● **WORK REQUEST**
Reproduce the listing below as it stands. Leave out each image.

● **SOURCE MATERIAL**
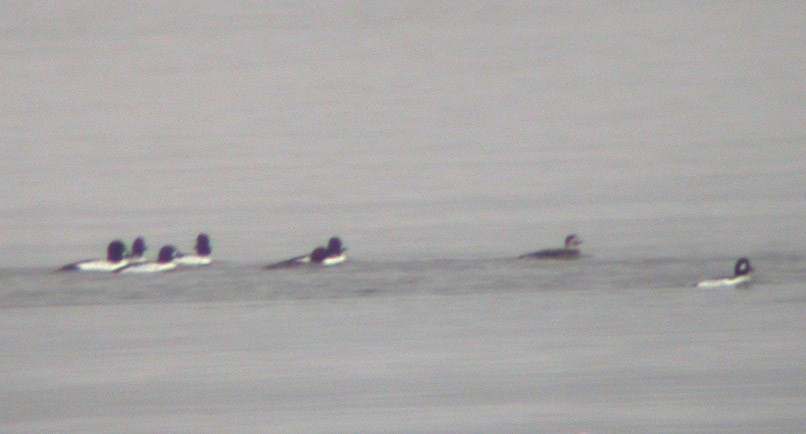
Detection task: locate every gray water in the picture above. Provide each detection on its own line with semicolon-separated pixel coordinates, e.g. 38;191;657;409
2;2;805;432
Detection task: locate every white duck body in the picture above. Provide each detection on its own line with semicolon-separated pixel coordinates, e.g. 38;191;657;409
321;253;346;266
696;274;751;288
71;259;130;272
174;255;211;266
119;261;178;274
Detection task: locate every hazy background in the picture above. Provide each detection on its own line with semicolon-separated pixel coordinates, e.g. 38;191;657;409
2;3;806;433
1;1;804;266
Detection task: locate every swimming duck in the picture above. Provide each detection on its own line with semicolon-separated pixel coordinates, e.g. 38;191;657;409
264;236;347;269
174;233;212;266
518;234;582;260
60;240;129;272
695;258;752;288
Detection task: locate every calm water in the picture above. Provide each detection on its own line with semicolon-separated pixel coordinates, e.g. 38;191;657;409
1;1;804;432
1;254;805;308
2;256;806;433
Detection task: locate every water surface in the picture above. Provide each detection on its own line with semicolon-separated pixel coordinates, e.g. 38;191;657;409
1;2;804;432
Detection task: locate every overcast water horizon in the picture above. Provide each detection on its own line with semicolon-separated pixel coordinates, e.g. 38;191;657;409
1;2;804;433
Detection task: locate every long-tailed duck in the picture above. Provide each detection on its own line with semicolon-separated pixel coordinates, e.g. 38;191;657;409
518;234;583;260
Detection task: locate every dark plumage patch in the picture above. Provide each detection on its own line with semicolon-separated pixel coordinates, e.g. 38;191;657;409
195;233;212;256
158;245;178;263
734;258;752;276
106;240;127;262
131;237;147;256
519;234;582;260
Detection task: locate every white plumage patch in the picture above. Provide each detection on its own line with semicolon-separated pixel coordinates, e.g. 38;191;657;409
321;254;346;266
75;260;130;272
174;255;212;266
119;262;178;273
696;275;751;289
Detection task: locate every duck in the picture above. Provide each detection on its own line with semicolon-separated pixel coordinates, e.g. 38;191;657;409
126;237;148;264
695;258;753;288
118;245;179;273
59;240;129;272
174;233;212;266
319;236;347;265
264;236;347;269
518;234;582;260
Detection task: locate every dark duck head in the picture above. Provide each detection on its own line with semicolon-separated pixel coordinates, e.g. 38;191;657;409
325;237;346;256
195;233;211;256
309;247;328;263
107;240;127;262
564;234;582;249
130;237;147;257
157;245;178;264
734;258;752;276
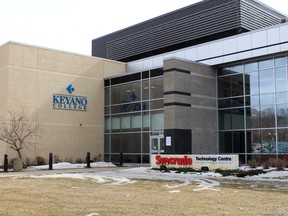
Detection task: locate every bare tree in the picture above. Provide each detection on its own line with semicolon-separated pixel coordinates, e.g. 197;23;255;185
0;110;42;159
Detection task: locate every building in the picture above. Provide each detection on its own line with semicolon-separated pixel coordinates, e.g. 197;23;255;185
0;42;125;162
93;0;288;164
1;0;288;164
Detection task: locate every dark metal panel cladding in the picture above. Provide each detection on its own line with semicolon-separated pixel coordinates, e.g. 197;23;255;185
92;0;287;62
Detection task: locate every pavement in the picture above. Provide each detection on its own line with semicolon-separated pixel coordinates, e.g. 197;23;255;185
0;165;137;178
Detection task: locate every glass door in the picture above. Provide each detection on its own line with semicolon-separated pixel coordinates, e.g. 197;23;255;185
150;135;164;154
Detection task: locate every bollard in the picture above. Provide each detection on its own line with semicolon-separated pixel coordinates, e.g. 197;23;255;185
49;153;53;170
86;152;91;168
4;154;8;172
119;152;123;167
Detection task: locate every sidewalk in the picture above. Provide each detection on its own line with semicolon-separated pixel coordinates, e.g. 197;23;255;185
0;165;133;178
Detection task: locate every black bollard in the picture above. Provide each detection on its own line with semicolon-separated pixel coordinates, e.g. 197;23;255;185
86;152;91;168
4;154;8;172
49;153;53;170
119;152;123;167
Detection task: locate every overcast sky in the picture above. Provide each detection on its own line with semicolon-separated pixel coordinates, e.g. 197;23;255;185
0;0;287;56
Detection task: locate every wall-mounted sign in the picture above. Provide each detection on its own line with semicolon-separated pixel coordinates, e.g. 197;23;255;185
151;154;239;170
52;84;88;112
166;136;171;146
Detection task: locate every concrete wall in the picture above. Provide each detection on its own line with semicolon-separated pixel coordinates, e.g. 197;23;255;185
0;42;126;163
163;58;218;154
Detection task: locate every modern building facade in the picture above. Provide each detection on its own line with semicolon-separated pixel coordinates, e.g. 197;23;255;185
93;0;288;164
1;0;288;164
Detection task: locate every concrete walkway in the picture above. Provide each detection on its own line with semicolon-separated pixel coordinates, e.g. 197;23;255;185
0;166;134;178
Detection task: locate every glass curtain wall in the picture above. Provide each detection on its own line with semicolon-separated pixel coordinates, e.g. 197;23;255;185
218;55;288;163
104;69;164;163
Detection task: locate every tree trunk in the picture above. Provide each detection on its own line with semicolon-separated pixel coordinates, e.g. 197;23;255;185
16;149;22;159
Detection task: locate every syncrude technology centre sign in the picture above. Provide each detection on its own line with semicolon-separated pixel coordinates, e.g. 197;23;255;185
151;154;239;170
52;84;88;111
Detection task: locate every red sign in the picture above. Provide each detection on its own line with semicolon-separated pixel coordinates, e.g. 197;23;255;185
156;155;193;166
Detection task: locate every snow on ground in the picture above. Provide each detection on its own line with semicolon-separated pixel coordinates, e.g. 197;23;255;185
25;163;288;192
25;162;116;170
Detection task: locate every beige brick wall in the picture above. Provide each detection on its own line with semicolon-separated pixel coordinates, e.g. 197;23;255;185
0;42;126;163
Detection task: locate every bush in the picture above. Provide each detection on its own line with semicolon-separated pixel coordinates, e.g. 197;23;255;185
53;155;61;163
215;169;240;177
93;153;102;162
159;165;170;173
275;159;285;171
35;156;47;165
64;157;74;163
262;161;270;169
236;169;266;178
75;157;83;164
248;159;258;168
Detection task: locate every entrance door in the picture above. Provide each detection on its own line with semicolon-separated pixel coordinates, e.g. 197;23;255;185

● **EXERCISE OUTPUT**
Detection task: locate every gray water in the picture above. Provide each detection on its own line with semicolon-separated pixel coordinates, e.g. 38;191;657;409
2;2;805;432
Detection task: locate every white duck body in the picture above. Provide each detection on its own line with semicolon-separated pixel coordinates, e.g. 38;191;657;409
321;253;346;266
696;274;751;288
71;259;130;272
174;255;211;266
119;261;178;274
Detection task: locate every hazy background in the picture above. Provide each detection on its own line with semicolon-separated pixel coordinates, e.g. 38;191;657;409
2;3;806;433
1;1;804;266
Detection task: locate every swimming duck in the picture above. Provide each detection on its own line with semicolon-separated pixel coordinates, e.g. 38;191;657;409
264;236;347;269
174;233;212;266
518;234;582;260
60;240;129;272
695;258;752;288
Detection task: locate every calm water in the picture above. Provide each detection on its own line with semicolon-separated pixel coordinates, e.g. 38;191;657;409
1;1;804;432
1;254;805;308
2;256;806;433
Detection task: locate every water surface in the picture above. Provide each detection on its own line with semicolon-separated pixel coordinates, e.g. 38;191;657;409
1;2;804;432
Detection task: locate every overcast water horizon in the picture above. Provide each detection on its own line with semicolon-separated pixel coordinates, e.g. 38;191;657;409
1;2;804;433
Detection task: locate every long-tailed duck in the picture above. Provide each detection on its own line with semicolon-separated pixel coordinates, e.g. 38;191;657;409
518;234;583;260
Detection task: locate every dark plumage patch in the picture above. Provide each detection on its own line with semicolon-separated pixel coordinates, e.g. 38;191;657;409
195;233;212;256
158;245;178;263
734;258;752;276
106;240;127;262
131;237;147;256
519;234;582;260
Detection task: locate every white plumage patch in the picture above. Provide each detection on its own line with semicolon-separated pixel coordinates, e.g. 38;191;657;409
321;254;346;266
75;260;130;272
174;255;212;266
119;262;178;273
696;275;751;289
Detection task: locate every duck in the picture above. Provide each detection on its own line with semicolon-separated pixel coordinates, e.g. 38;191;657;409
126;237;148;264
695;258;753;288
118;245;179;273
59;240;129;272
174;233;212;266
319;236;347;265
264;236;347;269
518;234;582;260
Detection task: locate every dark duck head in the picture above. Provide each detection on its own line with semicolon-separated pixel coordinates, e.g. 38;191;657;409
325;237;346;256
195;233;211;256
309;247;328;263
107;240;127;262
564;234;582;249
130;237;147;257
157;245;178;264
734;258;752;276
Detection task: locate every bare tree in the picture above. Provide each detection on its own line with semicolon-separated pixel coordinates, e.g. 197;23;255;185
0;110;42;159
Detection task: locate every building in the picture above. Provide each detection on its own line with semicolon-separated pixel coordinates, e.g. 197;23;255;185
0;42;125;162
93;0;288;164
1;0;288;164
Detection task: locate every dark metal panel cladding in the picture above. Provide each detection on its own line with semicolon-separated pixel coordinates, e.g. 197;23;255;185
92;0;287;62
Detection task: locate every pavement in the picture above. Provide each detection on its own line with semicolon-separated pixel coordinates, e.g. 197;23;255;185
0;165;137;178
Detection task: locate every glass door in the picture above. Provide each detection on its own line with semicolon-separated pixel coordinates, e.g. 197;23;255;185
150;135;164;154
Detection task: locate every bollard in the picture above. Provide each detection on its own line with semicolon-separated pixel coordinates, e.g. 197;23;255;185
49;153;53;170
86;152;91;168
4;154;8;172
119;152;123;167
Detection task: locate every sidewalk in the picture above. Provide each detection on its own line with semicolon-separated pixel coordinates, e.g. 197;23;255;185
0;165;133;178
Detection task: locate every black bollard in the picture above. Provide each detection on its own line with semicolon-separated pixel coordinates, e.g. 197;23;255;185
86;152;91;168
4;154;8;172
49;153;53;170
119;152;123;167
Detection task: locate every overcast sky in the picture above. Provide each detection on its own line with semicolon-separated pixel coordinates, e.g. 197;23;255;185
0;0;287;56
Detection task: locate every wall-mounted sign in the picture above. Provide each detection on its own line with semicolon-separated pixel coordinates, e.g. 197;23;255;185
151;154;239;170
52;84;88;112
166;136;171;146
Detection task: locate every concrete wall in the picture above. Provide each detection on its own line with semicolon-separated pixel coordinates, e.g. 197;23;255;185
0;42;126;163
163;58;218;154
Detection task: locate every modern building facade in the picture above. Provide each detection on its own line with semicolon-separated pixel coordinates, e.g. 197;23;255;185
93;0;288;164
1;0;288;164
Detection task: locate every concrete walkway in the picture above. Provide each detection on its own line with semicolon-separated pixel coordinates, e.g. 197;23;255;185
0;166;134;178
Detection task: locate every glass curtain wall in the picture above. Provide each detection on its own line with semicolon-separated pixel coordinates, e.g. 197;23;255;185
218;55;288;163
104;69;164;163
Detection task: locate every tree trunk in the picture above. Provide each detection on its own line with semicolon-separated pixel coordinates, e.g. 197;23;255;185
16;149;22;159
Detection task: locate every syncrude technology centre sign in the picture above. Provide each detection on its own line with semicolon-separated pixel coordinates, e.g. 197;23;255;185
151;154;239;170
52;84;88;111
Detection task: locate every red sign in the picture above. Provide each detection on its own line with semicolon-separated pixel coordinates, e.g. 197;23;255;185
156;155;193;166
Detection task: locate every snow on ground in the picture above. Provide each detection on its own line with semicolon-separated pixel coordinates, e.g. 197;23;255;185
25;163;288;192
25;162;116;170
Detection task: locate every beige brick wall in the picture above. Provide each detection on its own line with semicolon-separated pixel coordinates, e.g. 197;23;255;185
0;42;126;163
Detection task: locate every bush in the picture above. Provide each detection on its own line with semicolon-separated pixel coordinates, e.g. 197;23;255;185
53;155;61;163
215;169;240;177
93;153;102;162
159;165;170;173
275;159;285;171
35;156;47;165
64;157;74;163
262;161;270;169
236;169;266;178
75;157;83;164
248;159;258;168
Detection task: locate every entrance door in the picture above. Provide each detection on its own line with semicolon-separated pixel coordinates, e.g. 197;23;255;185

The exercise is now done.